> **TRY IT**
The full set of records must be printed exactly as given.

[PROVIDED ENTRIES — start]

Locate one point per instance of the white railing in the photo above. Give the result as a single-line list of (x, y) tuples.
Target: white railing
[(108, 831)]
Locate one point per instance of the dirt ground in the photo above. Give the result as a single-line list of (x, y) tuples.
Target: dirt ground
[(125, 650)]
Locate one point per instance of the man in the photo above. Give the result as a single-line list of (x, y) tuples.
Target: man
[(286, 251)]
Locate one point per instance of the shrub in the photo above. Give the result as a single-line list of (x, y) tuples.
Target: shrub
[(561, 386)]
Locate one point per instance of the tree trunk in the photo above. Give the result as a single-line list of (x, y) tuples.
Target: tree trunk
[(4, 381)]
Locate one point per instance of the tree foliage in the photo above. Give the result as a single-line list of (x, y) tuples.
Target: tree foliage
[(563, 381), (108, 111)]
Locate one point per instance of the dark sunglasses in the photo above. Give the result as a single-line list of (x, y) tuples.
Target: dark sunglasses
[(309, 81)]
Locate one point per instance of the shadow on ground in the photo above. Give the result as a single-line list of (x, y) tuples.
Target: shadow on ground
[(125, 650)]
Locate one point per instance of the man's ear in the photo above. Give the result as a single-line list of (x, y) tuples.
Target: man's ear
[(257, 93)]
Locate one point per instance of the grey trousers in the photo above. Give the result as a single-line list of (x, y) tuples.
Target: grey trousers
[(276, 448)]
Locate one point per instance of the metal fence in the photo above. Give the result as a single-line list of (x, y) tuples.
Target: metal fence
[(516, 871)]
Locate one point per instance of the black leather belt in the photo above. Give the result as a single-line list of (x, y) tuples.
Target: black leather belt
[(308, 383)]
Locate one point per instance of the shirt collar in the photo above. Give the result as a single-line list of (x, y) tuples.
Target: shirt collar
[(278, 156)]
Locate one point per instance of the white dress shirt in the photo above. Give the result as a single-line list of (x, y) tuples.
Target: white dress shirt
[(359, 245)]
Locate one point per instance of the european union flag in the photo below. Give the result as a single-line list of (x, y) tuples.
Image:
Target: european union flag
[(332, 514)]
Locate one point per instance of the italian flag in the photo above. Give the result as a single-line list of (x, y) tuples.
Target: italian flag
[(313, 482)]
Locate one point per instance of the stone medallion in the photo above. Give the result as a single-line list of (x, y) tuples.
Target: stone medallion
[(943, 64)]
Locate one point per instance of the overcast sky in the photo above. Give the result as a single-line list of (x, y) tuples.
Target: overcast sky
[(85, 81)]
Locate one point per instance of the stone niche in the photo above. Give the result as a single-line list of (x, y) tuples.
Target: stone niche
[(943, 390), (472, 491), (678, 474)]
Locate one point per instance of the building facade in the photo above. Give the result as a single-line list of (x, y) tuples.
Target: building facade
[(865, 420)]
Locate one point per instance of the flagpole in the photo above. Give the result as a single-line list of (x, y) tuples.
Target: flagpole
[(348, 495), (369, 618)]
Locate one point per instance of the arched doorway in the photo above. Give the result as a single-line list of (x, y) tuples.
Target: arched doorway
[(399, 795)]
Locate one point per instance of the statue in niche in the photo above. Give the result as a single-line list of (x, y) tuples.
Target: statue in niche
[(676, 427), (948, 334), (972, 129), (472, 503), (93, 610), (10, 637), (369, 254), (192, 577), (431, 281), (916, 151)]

[PROVIDED ENTRIES — finish]

> **EXERCISE RESPONSE**
Locate one point per instance of the white railing in the photo above. Give the result as a single-line list of (x, y) tuples.
Target: white railing
[(108, 831)]
Locate one point per instance of the dirt ground in the photo above. Give the result as a single-line list of (x, y) tuples.
Target: dirt ground
[(125, 650)]
Locate one point per instance of the man in the photo above. Give the result as a single-line list of (x, y) tuples.
Target: man
[(286, 251)]
Locate one point per instance of the shrub in the photo above. Give the result as a single-line list of (x, y) tuples.
Target: shrub
[(561, 386)]
Locate one point per instance of the tree trunk in the photo above. Give the result as a single-line list of (x, y) tuples.
Target: tree trunk
[(4, 381)]
Locate one point per instance of the tree foliage in the photo above. Give the result as a single-line list of (x, y) tuples.
Target: tree foliage
[(563, 381), (108, 111)]
Locate one point per instance of the dark sunglasses in the photo above. Give the result as a single-line list of (x, y) tuples.
Target: dark sunglasses
[(309, 81)]
Locate one point per instance of the shadow on ground in the photo above. Give the result as a single-line list of (x, y) tuples.
Target: shadow on ground
[(125, 650)]
Locate one point per instance of the man's ear in the photo above. Give the result as a single-line list of (x, y) tuples.
Target: man's ear
[(257, 93)]
Locate one point per instance of the grey trousers in the photo above. Give the result as a single-line list of (x, y) tuples.
Target: grey trousers
[(276, 448)]
Locate one point per instance of the metal fence in the photo above. Give the result as a single-line list of (x, y) tuples.
Target: metal fence
[(516, 871)]
Locate one point per instance of the black leather belt in the photo above. Give the result as a single-line list of (x, y) tuples.
Target: black leather belt
[(308, 383)]
Locate one point per instance of the shirt collar in the photo above. Give the result as a single-line list of (x, y) tuples.
Target: shirt collar
[(278, 156)]
Locate one point per instance of the white dress shirt in the photo above. Give the result as a single-line list of (x, y) tuples.
Target: white dress shirt
[(359, 245)]
Locate one point per instance of the european union flag in the photo below. Give the result as a single-line list of (x, y) tuples.
Image:
Target: european union flag
[(332, 514)]
Locate one point per instance of the italian flag in the photo above. Give the result as a single-line list of (x, y) tuples.
Target: italian flag
[(313, 482)]
Locate one point per instance of the stone medallion in the photo above. Give the result as a single-line list of (x, y) tuples.
Target: stone medallion
[(943, 64)]
Locate one point per instance of the overcast sky in the photo above. Give the result as a single-line list of (x, y) tuples.
Target: overcast sky
[(85, 81)]
Locate one point per instance of the stone niche in the photo above. Give the result as a single-line list of (x, y) tuples.
Target: stone niche
[(943, 390), (472, 491), (678, 474)]
Locate one point per instance of the building facade in the photo above. Give the result as a single-line list of (x, y) tuples.
Target: building facade
[(865, 420)]
Locate one point per instance of the flagpole in the photo above. Give the result as a single-line list of (x, y) tuples.
Target: flagpole
[(348, 495), (369, 618)]
Locate one point per instance of the arched doorway in the photo above. Give the result as a single-line list of (x, y) tuples.
Target: arched doorway
[(399, 795)]
Locate one point per instance of the statue in niche in the photo above. Give the result as a single-line list of (x, y) tuples.
Target: statue in niche
[(676, 427), (948, 334), (972, 129), (472, 503), (93, 610), (10, 637), (369, 254), (192, 577), (431, 281), (916, 151)]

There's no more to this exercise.